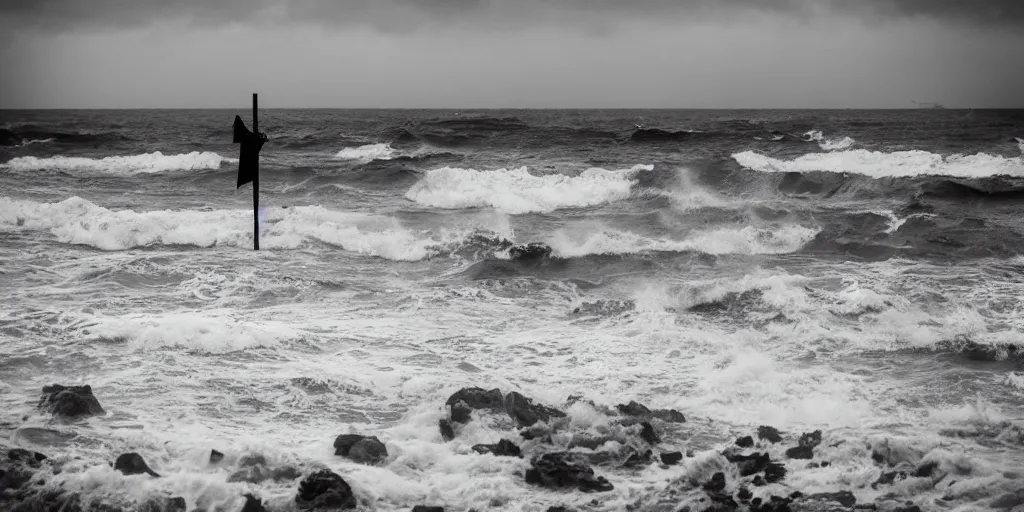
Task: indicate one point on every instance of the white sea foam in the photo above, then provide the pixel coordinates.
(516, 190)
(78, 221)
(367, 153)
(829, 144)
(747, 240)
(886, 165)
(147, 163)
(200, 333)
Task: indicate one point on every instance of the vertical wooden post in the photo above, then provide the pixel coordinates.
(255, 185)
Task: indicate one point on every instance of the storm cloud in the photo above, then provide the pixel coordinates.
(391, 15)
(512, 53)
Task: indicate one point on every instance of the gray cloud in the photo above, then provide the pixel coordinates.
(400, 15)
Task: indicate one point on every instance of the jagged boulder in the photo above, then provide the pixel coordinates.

...

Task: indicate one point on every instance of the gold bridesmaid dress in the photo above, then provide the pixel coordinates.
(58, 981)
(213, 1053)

Instructions for the task
Copy out the listing verbatim, from the line containing "Task: indicate one point on every instance of the gray" through the line containing "Task: indicate one point on every instance of the jagged", both ends included.

Task answer
Task: indicate one point on every instance of the gray cloud in the photo above, then provide the pixel coordinates.
(400, 15)
Task: indicate one point on every instance of the jagged boulder in the photo above, then provide the pixel coordinates.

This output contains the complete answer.